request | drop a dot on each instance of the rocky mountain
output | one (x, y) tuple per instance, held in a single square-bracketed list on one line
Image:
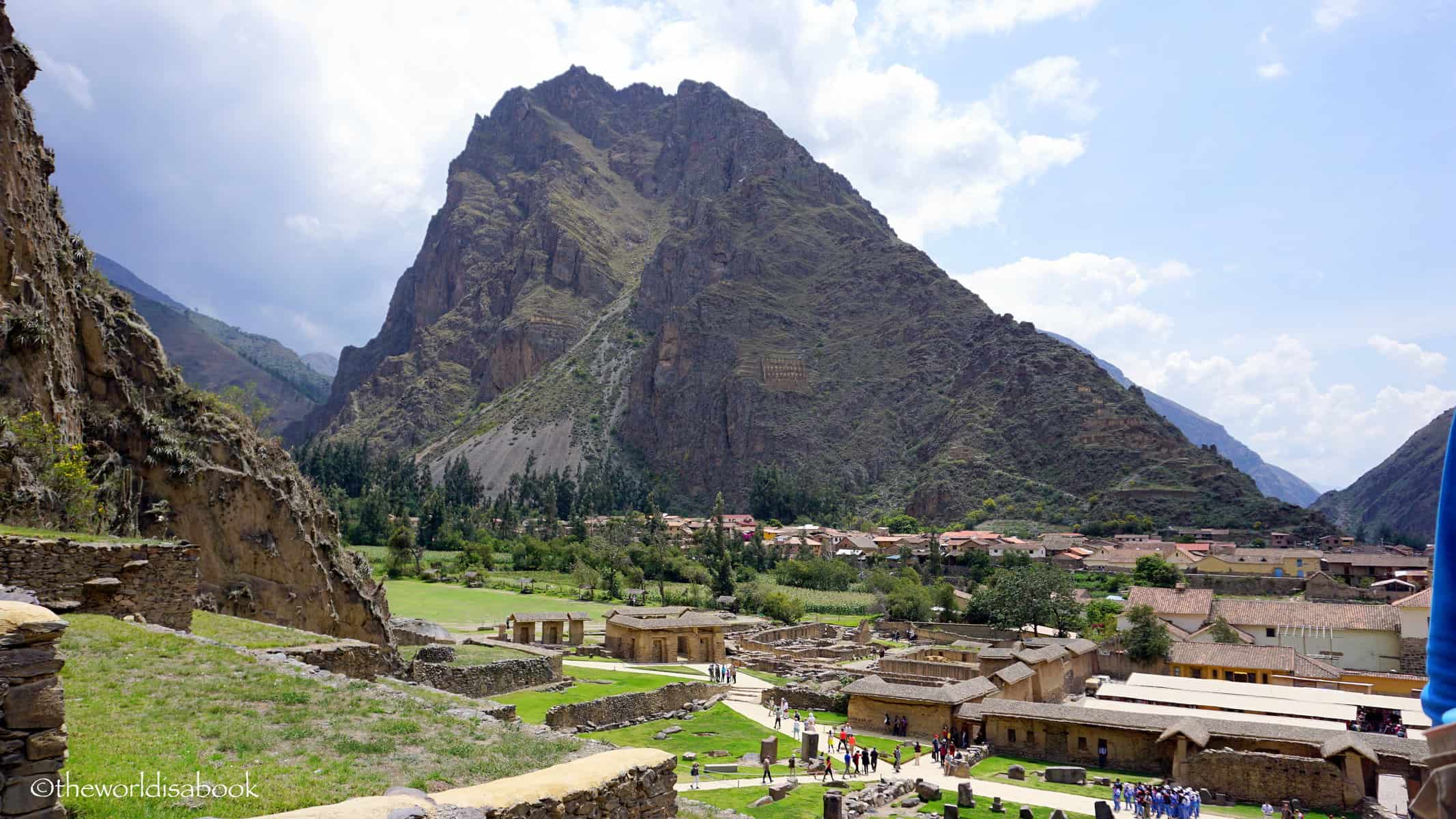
[(1201, 431), (322, 362), (672, 281), (216, 356), (1398, 496), (78, 352)]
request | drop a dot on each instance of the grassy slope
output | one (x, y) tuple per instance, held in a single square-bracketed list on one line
[(532, 706), (251, 633), (139, 702)]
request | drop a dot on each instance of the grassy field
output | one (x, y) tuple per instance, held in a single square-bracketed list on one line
[(532, 706), (989, 768), (463, 610), (149, 702), (249, 633), (471, 655)]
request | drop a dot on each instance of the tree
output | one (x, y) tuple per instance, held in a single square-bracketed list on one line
[(1154, 571), (1147, 639), (1222, 632)]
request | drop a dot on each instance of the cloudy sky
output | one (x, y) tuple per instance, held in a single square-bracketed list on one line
[(1246, 205)]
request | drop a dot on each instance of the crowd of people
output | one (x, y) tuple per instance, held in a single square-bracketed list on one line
[(1147, 801)]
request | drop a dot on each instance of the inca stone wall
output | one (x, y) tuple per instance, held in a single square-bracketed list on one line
[(805, 699), (34, 735), (498, 677), (629, 783), (631, 707), (1253, 776), (156, 581)]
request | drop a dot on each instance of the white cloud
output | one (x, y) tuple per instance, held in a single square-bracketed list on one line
[(1270, 399), (939, 20), (1330, 15), (1273, 70), (69, 76), (1057, 82), (1427, 362), (1081, 296)]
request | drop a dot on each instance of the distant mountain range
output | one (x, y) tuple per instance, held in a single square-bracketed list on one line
[(214, 356), (1270, 479), (1397, 500)]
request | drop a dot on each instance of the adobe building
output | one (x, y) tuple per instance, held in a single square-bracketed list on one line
[(554, 623), (695, 637), (1245, 760)]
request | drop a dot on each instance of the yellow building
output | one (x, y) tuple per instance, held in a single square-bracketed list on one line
[(1272, 562)]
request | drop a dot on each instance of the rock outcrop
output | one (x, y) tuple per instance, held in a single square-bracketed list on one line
[(76, 352), (673, 280)]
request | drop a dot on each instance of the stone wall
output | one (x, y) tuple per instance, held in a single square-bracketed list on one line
[(1413, 655), (349, 658), (805, 699), (629, 783), (34, 709), (1253, 776), (487, 680), (156, 581), (622, 709)]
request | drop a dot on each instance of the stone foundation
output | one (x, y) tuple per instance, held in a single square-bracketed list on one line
[(156, 581), (625, 709), (485, 680), (34, 735), (631, 783)]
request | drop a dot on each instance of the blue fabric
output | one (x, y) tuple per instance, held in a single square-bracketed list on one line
[(1439, 699)]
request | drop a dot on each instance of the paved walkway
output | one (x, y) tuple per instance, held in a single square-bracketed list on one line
[(745, 700)]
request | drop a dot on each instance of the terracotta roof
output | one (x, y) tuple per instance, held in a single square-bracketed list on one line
[(1264, 658), (1354, 617), (1012, 674), (548, 616), (666, 623), (943, 694), (1418, 600), (1404, 748), (1173, 601)]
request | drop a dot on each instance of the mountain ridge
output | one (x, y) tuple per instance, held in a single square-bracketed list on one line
[(1272, 480), (672, 281)]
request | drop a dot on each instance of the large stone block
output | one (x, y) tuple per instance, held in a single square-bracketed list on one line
[(35, 704)]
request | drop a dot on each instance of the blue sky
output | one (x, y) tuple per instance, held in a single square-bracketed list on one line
[(1245, 205)]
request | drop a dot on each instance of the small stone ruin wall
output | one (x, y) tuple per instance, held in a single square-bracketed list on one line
[(1255, 776), (622, 709), (805, 699), (34, 738), (156, 581), (629, 783), (498, 677)]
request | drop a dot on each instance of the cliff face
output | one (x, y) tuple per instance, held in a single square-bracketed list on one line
[(1399, 495), (79, 354), (673, 280)]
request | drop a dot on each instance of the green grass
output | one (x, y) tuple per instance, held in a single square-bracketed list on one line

——————

* EXERCISE BRIEF
Write out the records above exactly as they appear, covering all of them, but leave out the pictures.

* EXERCISE OUTPUT
request | drop a dot on each instance of the rocky mountain
output | one (x, y) tuple per instance, held in a single square-bracketed list on one line
Image:
[(1201, 431), (322, 362), (672, 281), (216, 356), (1398, 496), (78, 352)]
request | drop a dot on each instance of the grassy slope
output | one (x, y) tuple per instance, held in a single square-bracketed list on one line
[(532, 706), (251, 633), (139, 702)]
request | drop a dot on each instance of the grassy field
output | one (x, y) tuple per instance, held in a single square-bracketed list on one line
[(532, 706), (989, 768), (463, 610), (149, 702), (249, 633), (471, 655)]
request | drop a dot on each instance of the tree
output | one (x, y) tuple per instance, held in a single square-bracketed list on one line
[(1154, 571), (1147, 639), (1222, 632)]
request | drop a dot on each instance of the cloudy sky
output | one (x, y) tuple per instance, held in a single square-bracketed list on one line
[(1246, 205)]
request | drop a dot on each instance of the crowd of people
output | one (x, y) tuple per instance, held in a single square-bracketed list on one line
[(1147, 801)]
request | drop a dot on each instance of the inca stone wall
output | one (x, y) tuple per instance, held in a single square-bracketed list on one line
[(805, 699), (34, 735), (498, 677), (629, 783), (631, 707), (1253, 776), (156, 581)]
request | drop a dot on each instance of the white cloud
output | one (x, y) tuple per instance, held in a single square-bracketed list on one line
[(1270, 399), (939, 20), (1330, 15), (1273, 70), (69, 76), (1057, 82), (1427, 362), (1081, 296)]
request | drop a dot on each instance of the distant mountain range
output | one (x, y) tuple per instance, held in a single square-bracketed list on one line
[(214, 356), (1270, 479), (1397, 500)]
request | drop a dot on each instance of the adobe building
output | one (x, y) tuple per instance, held in a single square-bracketed list on one line
[(554, 623), (695, 637), (1245, 760)]
request | drop a dot on each instance of the yellow building
output | one (x, y) tuple per instance, held in a single square-bracketed list on one line
[(1272, 562)]
request | drop a dot on each instance of the rock outcrop
output | one (x, y) tuple per instance, held in a single square-bracketed list on one line
[(76, 352), (673, 280)]
request | drop a dot on each instance of the stone wall
output | one (x, y) tuple per instance, held in a single square-bracketed list on one line
[(1413, 655), (349, 658), (805, 699), (629, 783), (34, 709), (1253, 776), (487, 680), (156, 581), (622, 709)]
request | drop a dot on each instance of the stone foundation
output | one (x, y) tuple per instance, held in a single square-bracketed list on one line
[(156, 581), (625, 709), (485, 680), (34, 735), (631, 783)]
request | drop a dot on each instance of the blue fabric
output | one (x, y) tuple per instance, held in a single square-bracketed list on one line
[(1439, 699)]
request | drop a dot on each instance of the paved walkway
output | one (x, y) tuple per instance, held in a single square-bracketed list on one line
[(745, 700)]
request | drop a dot on each instance of the terracotta roof
output | one (x, y) tuple per instance, held in a single square-bracketed list on one line
[(1264, 658), (1354, 617), (1012, 674), (548, 616), (666, 623), (943, 694), (1418, 600), (1404, 748), (1173, 601)]
request | drop a dot on each instance of the mountain ridge
output | one (x, y) tuple per instance, held in a single square-bracketed list on one line
[(1272, 480), (672, 281)]
request | drop a dot on each instance of the large stone block
output | one (x, y) tuple per instance, held in a single square-bracketed list on one line
[(35, 704)]
request | drop a dot on each instance of the blue sky
output | one (x, y) tuple per instance, held in a single square-bracketed list on one line
[(1245, 205)]
request | drop a dot on each instance of the small stone ruin wall
output | one (x, y) tuple per instance, held in a single square-bracketed list on one line
[(1255, 776), (622, 709), (805, 699), (34, 738), (156, 581), (629, 783), (498, 677)]
request | drop a dot on each instance of the cliff face
output | one (x, y) tuple per instance, held in a single square-bracketed list on one line
[(1399, 495), (79, 354), (673, 280)]
request | drop a dot on each instance of the green grass
output | one (x, y) tuple per instance, held in a single square-bracketed list on one line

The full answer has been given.